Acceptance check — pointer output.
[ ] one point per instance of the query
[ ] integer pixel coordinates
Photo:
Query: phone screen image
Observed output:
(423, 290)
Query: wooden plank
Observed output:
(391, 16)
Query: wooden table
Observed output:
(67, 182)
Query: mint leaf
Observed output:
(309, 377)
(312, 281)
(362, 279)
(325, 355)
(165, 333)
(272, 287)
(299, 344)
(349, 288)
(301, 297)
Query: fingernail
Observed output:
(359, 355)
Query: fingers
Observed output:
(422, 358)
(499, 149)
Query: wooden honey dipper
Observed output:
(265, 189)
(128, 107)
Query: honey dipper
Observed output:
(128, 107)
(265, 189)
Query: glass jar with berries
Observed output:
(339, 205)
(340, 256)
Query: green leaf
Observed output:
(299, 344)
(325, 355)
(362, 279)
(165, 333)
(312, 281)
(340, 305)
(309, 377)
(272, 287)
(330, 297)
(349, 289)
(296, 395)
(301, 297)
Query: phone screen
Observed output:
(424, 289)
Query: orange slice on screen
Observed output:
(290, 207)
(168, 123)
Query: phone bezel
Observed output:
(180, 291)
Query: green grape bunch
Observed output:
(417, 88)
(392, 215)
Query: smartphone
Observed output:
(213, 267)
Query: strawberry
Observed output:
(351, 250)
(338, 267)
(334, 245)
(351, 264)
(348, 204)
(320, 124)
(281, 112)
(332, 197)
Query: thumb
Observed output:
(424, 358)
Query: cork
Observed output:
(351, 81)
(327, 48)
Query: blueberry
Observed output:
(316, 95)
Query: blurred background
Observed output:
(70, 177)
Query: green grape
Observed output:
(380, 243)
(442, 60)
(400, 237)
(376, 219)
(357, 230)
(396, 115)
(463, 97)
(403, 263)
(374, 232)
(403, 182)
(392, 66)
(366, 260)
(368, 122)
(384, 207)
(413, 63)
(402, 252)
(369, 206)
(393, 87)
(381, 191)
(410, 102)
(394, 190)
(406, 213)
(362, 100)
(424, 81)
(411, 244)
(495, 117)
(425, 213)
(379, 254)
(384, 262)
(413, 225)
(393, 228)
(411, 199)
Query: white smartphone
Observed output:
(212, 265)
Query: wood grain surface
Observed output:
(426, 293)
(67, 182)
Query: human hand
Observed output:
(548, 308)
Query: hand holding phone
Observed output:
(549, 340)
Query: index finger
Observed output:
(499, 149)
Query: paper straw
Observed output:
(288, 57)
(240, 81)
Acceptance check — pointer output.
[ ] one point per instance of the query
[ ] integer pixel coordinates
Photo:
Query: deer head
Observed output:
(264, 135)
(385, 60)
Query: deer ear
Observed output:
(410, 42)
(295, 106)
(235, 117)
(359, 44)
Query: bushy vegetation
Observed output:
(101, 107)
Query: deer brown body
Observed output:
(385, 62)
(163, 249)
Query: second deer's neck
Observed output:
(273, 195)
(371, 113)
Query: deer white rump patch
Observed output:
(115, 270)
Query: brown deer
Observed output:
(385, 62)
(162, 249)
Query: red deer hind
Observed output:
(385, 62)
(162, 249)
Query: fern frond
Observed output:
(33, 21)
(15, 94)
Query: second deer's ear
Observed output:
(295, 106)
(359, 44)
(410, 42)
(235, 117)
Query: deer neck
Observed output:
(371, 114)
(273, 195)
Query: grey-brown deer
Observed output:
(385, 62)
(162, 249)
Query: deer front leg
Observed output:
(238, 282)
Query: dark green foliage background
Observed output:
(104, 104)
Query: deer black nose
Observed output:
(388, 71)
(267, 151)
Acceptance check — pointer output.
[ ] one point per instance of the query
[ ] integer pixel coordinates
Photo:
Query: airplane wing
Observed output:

* * *

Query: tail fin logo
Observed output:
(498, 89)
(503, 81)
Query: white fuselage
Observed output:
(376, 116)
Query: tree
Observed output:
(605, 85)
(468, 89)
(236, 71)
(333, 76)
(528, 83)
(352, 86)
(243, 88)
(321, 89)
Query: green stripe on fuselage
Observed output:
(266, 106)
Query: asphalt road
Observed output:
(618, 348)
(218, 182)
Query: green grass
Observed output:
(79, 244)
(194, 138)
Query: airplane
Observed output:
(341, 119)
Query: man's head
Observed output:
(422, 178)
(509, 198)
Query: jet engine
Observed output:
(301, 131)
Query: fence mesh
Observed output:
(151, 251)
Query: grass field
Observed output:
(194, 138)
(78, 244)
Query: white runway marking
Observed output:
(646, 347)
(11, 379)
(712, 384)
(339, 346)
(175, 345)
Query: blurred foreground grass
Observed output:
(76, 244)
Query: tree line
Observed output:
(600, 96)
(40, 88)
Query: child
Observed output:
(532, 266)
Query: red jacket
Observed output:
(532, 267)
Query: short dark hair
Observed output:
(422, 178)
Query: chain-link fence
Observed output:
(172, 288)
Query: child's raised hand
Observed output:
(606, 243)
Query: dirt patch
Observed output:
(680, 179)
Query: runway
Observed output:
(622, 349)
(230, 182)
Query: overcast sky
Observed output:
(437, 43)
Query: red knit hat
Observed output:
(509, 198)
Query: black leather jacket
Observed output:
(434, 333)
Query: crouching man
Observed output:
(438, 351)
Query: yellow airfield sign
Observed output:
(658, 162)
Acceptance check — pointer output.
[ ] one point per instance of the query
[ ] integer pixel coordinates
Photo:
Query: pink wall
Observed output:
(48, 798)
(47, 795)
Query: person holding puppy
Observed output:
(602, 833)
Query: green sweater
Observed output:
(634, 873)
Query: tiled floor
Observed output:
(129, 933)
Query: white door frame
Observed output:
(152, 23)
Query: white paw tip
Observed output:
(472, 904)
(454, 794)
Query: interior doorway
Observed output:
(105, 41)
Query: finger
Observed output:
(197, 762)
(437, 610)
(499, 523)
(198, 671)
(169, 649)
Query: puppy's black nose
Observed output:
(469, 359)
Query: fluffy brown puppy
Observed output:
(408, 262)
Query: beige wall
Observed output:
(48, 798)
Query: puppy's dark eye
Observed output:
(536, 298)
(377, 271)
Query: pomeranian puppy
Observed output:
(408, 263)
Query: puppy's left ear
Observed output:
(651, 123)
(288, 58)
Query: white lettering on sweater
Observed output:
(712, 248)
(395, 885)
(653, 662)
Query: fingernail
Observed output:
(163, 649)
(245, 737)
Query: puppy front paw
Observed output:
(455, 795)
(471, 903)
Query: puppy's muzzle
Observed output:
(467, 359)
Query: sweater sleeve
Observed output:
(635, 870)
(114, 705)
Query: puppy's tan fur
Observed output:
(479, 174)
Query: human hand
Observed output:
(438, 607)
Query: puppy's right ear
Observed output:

...

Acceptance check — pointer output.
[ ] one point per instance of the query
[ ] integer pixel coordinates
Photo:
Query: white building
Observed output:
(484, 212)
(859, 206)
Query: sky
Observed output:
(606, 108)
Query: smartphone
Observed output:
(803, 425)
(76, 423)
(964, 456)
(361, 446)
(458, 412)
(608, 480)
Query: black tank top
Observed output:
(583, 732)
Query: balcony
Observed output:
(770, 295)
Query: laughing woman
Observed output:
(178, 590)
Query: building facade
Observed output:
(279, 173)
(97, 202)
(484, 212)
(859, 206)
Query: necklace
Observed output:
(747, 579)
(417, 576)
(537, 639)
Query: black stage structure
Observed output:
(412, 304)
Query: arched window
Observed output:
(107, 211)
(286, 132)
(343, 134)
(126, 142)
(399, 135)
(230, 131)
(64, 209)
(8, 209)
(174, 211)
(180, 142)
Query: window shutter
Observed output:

_Task description_.
Copy every line from the data that includes the string "building".

_Written solution_.
Query: white building
Query: building facade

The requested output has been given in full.